* Task objective *
Your job is to retype all of the data word for word, leaving every image out.
[Listed entries start]
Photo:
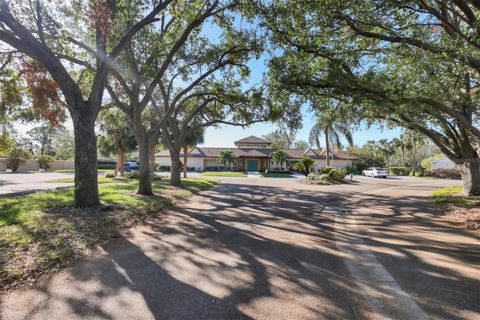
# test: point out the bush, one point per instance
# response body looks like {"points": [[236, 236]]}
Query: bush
{"points": [[352, 170], [427, 163], [110, 175], [333, 175], [447, 174], [43, 161], [327, 169], [106, 166], [132, 175], [16, 157], [399, 171], [337, 174], [305, 165]]}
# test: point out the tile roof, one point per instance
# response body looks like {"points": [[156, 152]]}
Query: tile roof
{"points": [[214, 152], [252, 139]]}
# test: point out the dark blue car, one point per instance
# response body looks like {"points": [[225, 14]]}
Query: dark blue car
{"points": [[128, 166]]}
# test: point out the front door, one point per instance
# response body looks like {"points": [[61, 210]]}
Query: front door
{"points": [[252, 165]]}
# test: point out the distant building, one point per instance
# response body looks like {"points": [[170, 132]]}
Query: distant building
{"points": [[443, 163], [254, 154]]}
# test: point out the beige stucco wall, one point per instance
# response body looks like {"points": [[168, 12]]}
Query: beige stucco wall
{"points": [[201, 163], [192, 162], [320, 163], [3, 164], [28, 165], [61, 165]]}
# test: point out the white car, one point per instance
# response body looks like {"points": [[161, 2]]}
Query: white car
{"points": [[375, 172]]}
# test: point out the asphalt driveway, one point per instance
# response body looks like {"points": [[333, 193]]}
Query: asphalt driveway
{"points": [[274, 249], [15, 183]]}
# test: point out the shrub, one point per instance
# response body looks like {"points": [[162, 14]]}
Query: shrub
{"points": [[305, 165], [43, 161], [327, 169], [110, 175], [337, 174], [132, 175], [352, 170], [447, 173], [427, 163], [16, 157], [334, 175], [106, 166], [399, 171]]}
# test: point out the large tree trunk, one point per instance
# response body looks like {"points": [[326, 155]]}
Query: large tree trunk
{"points": [[153, 144], [120, 161], [403, 157], [414, 158], [185, 159], [86, 173], [145, 177], [176, 168], [470, 170], [327, 149]]}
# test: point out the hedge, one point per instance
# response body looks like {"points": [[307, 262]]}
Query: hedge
[Listed entries end]
* Exercise output *
Photo:
# test: point out the bush, one point per instance
# response body looks like {"points": [[236, 236]]}
Query: bush
{"points": [[352, 170], [427, 163], [110, 175], [333, 175], [447, 174], [43, 161], [327, 169], [106, 166], [132, 175], [16, 157], [399, 171], [337, 174], [305, 165]]}
# test: point out the tile roof, one point per instance
# response body looks like {"points": [[156, 152]]}
Query: tile roof
{"points": [[214, 152], [252, 139]]}
# test: point out the dark blue car, one point per instance
# response body looks like {"points": [[225, 14]]}
Query: dark blue car
{"points": [[128, 166]]}
# test: point out the front door, one point per instance
# response body looks like {"points": [[61, 210]]}
Query: front door
{"points": [[252, 165]]}
# test: point out the distant building, one point per instance
# response body looks like {"points": [[170, 132]]}
Query: distant building
{"points": [[443, 163], [254, 154]]}
# test: point out the beige stucco wall, one point per instance
# response body looks like {"points": [[168, 12]]}
Query: beige stucco wall
{"points": [[201, 163], [192, 162], [320, 163], [3, 164], [28, 165], [61, 165]]}
# test: point out the white car, one point per instance
# response body looks like {"points": [[161, 2]]}
Query: white car
{"points": [[375, 172]]}
# test: point out the asphalt driveway, one point per instance
# response body looks like {"points": [[333, 193]]}
Query: asphalt driveway
{"points": [[274, 249], [15, 183]]}
# test: point out the shrub, one point per instance
# response body looks like {"points": [[162, 14]]}
Query: shrub
{"points": [[305, 165], [43, 161], [327, 169], [110, 175], [337, 174], [132, 175], [352, 170], [447, 173], [427, 163], [16, 157], [334, 175], [106, 166], [399, 171]]}
# test: point out the large tree trunk, one point per instance
# response body looks like {"points": [[326, 155]]}
Query: large tree trunk
{"points": [[153, 144], [120, 161], [403, 157], [414, 158], [185, 159], [86, 173], [145, 177], [176, 168], [470, 170], [327, 149]]}
# test: point out the hedge, one point per instance
# response body looks like {"points": [[307, 262]]}
Query: hedge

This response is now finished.